▸ **ТЕКСТОВЫЙ ФРАГМЕНТ**
#####

Неизменным на протяжении веков остается страсть театра к этим непревзойденным во всех отношениях творениям. Американец Гарольд Блум, автор блистательной книги "Западный канон", резко споря с постмодернистской идеей "смерти автора", утверждает: "В мировой литературе Шекспир занимает такое же место, как Гамлет в кругу художественных образов: это всепроникающий дух - дух, не знающий предела... Шекспир велик, как сама природа, и через посредство своего величия ощущает ее равнодушие. В этом величии нет ни одной сколько-нибудь важной черточки, которая бы объяснялась культурной узостью или половой ограниченностью".
Безмерность Шекспира и вправду многократно пугала и до сих пор пугает как его комментаторов, так и практиков, не решающихся признать в вернувшемся в Стратфорд пьянице и дебошире гения, создавшего "Гамлета". Между тем именно безмерность Шекспира до сих пор бросает вызов искусству - вызов, заставляющий принимать человека со всей его бездной и красотой - так, как Христос под петушиный крик смотрел на Петра, только что предавшего его - с надеждой и требовательностью. Этот взгляд на Шекспира воодушевляет, но и превращает Барда в некое подобие гегелевского Абсолютного духа - канонизированный автор не по большому счету нуждается ни в читателе, ни в критике.

#####

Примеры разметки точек
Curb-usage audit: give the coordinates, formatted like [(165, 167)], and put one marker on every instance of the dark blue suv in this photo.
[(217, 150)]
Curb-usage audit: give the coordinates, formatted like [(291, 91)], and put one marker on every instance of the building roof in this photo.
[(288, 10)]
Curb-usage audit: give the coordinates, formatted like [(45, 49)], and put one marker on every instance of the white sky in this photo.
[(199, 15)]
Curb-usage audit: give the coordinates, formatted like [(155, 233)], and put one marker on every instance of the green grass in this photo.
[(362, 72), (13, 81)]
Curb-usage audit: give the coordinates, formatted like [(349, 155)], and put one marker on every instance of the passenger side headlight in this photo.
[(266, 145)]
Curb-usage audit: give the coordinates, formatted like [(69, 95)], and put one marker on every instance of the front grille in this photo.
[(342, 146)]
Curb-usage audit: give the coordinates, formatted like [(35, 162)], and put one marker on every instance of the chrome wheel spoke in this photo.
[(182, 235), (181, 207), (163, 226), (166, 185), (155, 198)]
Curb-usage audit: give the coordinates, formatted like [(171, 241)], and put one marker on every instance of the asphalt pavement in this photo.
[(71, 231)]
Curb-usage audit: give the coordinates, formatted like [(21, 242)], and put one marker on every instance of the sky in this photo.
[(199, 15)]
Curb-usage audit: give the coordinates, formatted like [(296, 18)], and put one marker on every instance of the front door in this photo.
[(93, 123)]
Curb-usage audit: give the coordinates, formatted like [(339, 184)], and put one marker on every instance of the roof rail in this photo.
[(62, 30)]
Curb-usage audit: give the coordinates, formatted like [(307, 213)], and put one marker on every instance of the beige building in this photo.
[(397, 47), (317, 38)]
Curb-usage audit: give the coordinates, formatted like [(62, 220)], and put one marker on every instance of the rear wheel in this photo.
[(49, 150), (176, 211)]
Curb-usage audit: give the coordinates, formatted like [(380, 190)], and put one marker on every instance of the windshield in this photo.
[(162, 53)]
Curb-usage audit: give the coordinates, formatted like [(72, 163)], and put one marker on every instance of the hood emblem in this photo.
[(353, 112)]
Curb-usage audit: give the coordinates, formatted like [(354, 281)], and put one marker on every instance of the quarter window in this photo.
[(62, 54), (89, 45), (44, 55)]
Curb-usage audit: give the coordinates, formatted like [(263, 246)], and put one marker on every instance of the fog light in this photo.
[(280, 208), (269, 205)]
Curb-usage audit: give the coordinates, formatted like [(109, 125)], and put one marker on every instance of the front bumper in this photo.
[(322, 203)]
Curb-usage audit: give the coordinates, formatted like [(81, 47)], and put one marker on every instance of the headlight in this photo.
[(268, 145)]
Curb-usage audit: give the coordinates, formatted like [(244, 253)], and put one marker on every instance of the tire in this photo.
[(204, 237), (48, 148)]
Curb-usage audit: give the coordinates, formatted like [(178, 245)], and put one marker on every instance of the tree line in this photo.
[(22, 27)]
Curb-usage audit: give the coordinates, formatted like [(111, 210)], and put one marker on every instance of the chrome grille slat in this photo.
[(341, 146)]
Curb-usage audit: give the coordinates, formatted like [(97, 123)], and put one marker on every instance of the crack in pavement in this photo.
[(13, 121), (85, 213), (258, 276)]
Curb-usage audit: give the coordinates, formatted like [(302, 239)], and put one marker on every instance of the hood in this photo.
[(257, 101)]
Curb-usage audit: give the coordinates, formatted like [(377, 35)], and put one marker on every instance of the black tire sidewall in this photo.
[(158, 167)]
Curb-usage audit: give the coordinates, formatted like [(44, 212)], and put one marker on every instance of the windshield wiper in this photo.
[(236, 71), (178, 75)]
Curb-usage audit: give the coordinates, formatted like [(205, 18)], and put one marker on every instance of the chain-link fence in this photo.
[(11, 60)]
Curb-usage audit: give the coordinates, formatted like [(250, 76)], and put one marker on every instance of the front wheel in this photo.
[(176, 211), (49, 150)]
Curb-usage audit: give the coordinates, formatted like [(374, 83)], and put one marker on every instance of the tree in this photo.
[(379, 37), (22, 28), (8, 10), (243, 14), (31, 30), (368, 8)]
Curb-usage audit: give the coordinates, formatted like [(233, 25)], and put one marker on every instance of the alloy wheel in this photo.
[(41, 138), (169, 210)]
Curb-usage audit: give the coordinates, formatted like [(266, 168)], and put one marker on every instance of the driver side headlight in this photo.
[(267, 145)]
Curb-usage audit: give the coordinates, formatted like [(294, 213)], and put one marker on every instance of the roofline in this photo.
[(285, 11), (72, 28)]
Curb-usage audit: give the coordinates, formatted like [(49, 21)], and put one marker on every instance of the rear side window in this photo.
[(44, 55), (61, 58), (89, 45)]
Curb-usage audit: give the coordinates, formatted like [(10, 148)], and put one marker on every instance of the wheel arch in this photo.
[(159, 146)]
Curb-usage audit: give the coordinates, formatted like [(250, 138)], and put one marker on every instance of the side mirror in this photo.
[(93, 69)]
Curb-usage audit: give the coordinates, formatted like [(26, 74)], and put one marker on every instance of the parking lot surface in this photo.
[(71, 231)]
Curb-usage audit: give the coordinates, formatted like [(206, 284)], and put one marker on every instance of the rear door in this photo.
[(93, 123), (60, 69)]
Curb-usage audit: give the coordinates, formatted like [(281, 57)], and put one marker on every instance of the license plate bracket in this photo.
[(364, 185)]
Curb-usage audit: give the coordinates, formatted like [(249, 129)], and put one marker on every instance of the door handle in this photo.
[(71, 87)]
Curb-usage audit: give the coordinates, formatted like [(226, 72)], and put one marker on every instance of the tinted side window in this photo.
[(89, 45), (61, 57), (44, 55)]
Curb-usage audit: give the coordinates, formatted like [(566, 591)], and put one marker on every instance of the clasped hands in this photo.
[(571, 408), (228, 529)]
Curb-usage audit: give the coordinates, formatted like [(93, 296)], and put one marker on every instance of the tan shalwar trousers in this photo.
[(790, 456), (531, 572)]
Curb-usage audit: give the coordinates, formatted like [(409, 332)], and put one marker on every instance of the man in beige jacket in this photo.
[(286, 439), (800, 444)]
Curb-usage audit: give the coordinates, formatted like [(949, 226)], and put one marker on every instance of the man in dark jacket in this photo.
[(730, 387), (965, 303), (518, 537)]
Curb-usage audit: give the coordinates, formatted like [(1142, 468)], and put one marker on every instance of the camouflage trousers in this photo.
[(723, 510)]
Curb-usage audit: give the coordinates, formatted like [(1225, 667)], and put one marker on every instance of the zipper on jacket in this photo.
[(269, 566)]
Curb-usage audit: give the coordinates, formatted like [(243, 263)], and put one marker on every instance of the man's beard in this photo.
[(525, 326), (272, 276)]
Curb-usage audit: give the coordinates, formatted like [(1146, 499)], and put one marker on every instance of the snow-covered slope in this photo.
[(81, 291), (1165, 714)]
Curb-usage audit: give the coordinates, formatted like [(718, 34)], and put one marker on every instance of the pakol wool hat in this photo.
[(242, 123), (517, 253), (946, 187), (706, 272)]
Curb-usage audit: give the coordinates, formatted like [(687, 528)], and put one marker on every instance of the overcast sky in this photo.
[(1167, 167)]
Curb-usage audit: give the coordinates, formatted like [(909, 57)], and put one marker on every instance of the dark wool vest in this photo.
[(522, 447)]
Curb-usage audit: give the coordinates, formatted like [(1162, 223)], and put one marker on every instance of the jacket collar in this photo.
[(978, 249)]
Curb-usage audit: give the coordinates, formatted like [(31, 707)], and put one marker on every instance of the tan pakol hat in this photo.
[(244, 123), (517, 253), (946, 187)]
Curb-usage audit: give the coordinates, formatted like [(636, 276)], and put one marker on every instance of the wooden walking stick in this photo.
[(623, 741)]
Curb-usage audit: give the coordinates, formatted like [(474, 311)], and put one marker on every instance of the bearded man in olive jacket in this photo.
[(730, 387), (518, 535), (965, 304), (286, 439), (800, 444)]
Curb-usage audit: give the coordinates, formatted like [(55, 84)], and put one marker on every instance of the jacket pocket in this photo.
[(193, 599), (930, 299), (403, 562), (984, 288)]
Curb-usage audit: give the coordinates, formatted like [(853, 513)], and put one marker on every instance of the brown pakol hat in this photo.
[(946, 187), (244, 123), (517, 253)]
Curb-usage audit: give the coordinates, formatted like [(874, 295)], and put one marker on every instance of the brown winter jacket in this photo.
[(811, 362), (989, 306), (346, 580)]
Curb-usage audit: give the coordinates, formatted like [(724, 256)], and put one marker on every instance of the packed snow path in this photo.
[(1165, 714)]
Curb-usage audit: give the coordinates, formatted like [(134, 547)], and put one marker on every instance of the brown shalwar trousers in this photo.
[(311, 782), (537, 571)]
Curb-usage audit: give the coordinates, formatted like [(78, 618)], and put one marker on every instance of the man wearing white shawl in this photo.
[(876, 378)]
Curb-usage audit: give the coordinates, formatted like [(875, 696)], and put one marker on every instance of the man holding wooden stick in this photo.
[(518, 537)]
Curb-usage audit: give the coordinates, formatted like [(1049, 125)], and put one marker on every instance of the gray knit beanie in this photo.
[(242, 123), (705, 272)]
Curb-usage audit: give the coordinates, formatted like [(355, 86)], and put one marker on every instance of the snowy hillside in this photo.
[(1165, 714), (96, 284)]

#####

▸ **ЗАДАНИЕ A**
Какую книгу, согласно тексту о Шекспире, написал Гарольд Блум?
▸ **ЗАДАНИЕ B**
Пожалуйста, перепечатайте из текста о Шекспире отрывок от слов «Безмерность Шекспира и» до слов «ни в критике.» включительно.

▸ **ОТВЕТ A**
«Западный канон».

▸ **ОТВЕТ B**
Безмерность Шекспира и вправду многократно пугала и до сих пор пугает как его комментаторов, так и практиков, не решающихся признать в вернувшемся в Стратфорд пьянице и дебошире гения, создавшего "Гамлета". Между тем именно безмерность Шекспира до сих пор бросает вызов искусству - вызов, заставляющий принимать человека со всей его бездной и красотой - так, как Христос под петушиный крик смотрел на Петра, только что предавшего его - с надеждой и требовательностью. Этот взгляд на Шекспира воодушевляет, но и превращает Барда в некое подобие гегелевского Абсолютного духа - канонизированный автор не по большому счету нуждается ни в читателе, ни в критике.